** TASK DETAILS **
Transcribe each record below word for word.

____ THE RECORDS

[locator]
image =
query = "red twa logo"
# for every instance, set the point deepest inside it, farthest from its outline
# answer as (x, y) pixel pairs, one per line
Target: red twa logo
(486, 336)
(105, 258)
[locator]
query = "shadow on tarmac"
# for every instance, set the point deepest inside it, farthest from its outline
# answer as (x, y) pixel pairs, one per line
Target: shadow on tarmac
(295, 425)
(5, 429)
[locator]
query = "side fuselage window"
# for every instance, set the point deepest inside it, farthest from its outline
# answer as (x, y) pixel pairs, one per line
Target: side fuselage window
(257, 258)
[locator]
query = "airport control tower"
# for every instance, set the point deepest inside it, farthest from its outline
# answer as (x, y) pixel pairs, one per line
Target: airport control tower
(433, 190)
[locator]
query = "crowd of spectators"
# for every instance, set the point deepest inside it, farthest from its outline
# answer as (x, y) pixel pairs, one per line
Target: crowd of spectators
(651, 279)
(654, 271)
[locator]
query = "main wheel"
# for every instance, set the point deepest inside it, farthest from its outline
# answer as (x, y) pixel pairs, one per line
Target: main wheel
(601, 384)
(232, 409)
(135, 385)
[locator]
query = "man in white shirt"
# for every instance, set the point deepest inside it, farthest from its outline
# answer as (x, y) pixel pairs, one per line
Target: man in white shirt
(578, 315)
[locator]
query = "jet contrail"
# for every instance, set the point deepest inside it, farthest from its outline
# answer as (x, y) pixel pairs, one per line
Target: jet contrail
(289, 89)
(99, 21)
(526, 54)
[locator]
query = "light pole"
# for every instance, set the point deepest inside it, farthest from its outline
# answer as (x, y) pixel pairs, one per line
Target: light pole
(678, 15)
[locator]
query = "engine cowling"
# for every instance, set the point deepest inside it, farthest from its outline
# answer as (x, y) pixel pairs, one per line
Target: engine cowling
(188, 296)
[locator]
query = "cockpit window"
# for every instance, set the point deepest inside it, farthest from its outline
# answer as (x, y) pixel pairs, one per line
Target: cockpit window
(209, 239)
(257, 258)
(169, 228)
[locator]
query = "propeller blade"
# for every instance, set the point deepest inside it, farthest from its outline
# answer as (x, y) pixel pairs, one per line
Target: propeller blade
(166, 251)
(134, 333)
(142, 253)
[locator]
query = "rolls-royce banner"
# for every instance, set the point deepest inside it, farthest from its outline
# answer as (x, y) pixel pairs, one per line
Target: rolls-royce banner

________

** WRITTEN ANSWER **
[locator]
image =
query = "red twa logo"
# for every instance, set the point deepest inside it, farthest from its outline
# answer as (x, y) pixel pairs, one per line
Target: red twa logo
(486, 336)
(105, 258)
[locator]
query = "shadow on tarmac"
# for every instance, set the point deepest inside it, farthest from its outline
# answer as (x, y) pixel pairs, one per line
Target: shadow on tarmac
(295, 425)
(5, 429)
[locator]
query = "side fuselage window"
# for every instance, set the point deepest inside it, farthest from its outline
# answer as (x, y) pixel pairs, one per line
Target: side fuselage window
(257, 258)
[locator]
query = "airport control tower"
# for every instance, set the point deepest inside it, farthest from its outline
# answer as (x, y) pixel pairs, one per line
Target: airport control tower
(433, 190)
[locator]
query = "crowd of spectators"
# for every instance, set the point deepest inside it, farthest from its outline
# answer as (x, y) pixel pairs, one per line
Target: crowd of spectators
(651, 279)
(654, 271)
[locator]
query = "main wheel"
# for every instance, set the point deepest inside it, farthest from its outline
# answer as (x, y) pixel pairs, one per line
Target: main wheel
(601, 384)
(232, 409)
(135, 385)
[locator]
query = "man in white shirt"
# for every instance, set the point deepest inside it, farthest from its outline
# answer as (x, y) pixel pairs, one per line
Target: man in white shirt
(578, 315)
[locator]
query = "jet contrail"
# for every instance, set the point deepest inside it, farthest from its outline
# answer as (x, y) pixel pairs, one per line
Target: jet contrail
(289, 89)
(99, 21)
(526, 54)
[locator]
query = "light pole"
# for every instance, set the point deepest inside it, farthest from its outline
# answer as (x, y) pixel pairs, one per line
Target: light pole
(678, 15)
[locator]
query = "engine cowling"
# for every instance, set the point deepest inside it, farthest from its outline
# answer as (x, y) pixel pairs, one per line
Target: engine cowling
(188, 296)
[locator]
query = "cockpit window"
# for every instance, set the point deepest inside it, farthest from its outline
# answer as (x, y) pixel pairs, one per line
Target: cockpit window
(209, 239)
(257, 258)
(169, 228)
[locator]
query = "propeller blade"
# for every instance, set the point deepest inside it, farthest from its outline
# answer as (x, y) pixel pairs, one per line
Target: propeller blade
(166, 251)
(134, 333)
(142, 253)
[locator]
query = "rolls-royce banner"
# for every instance, set the point deepest inside it, farthest from its outline
# answer as (x, y) pixel pairs, one per line
Target: rolls-royce banner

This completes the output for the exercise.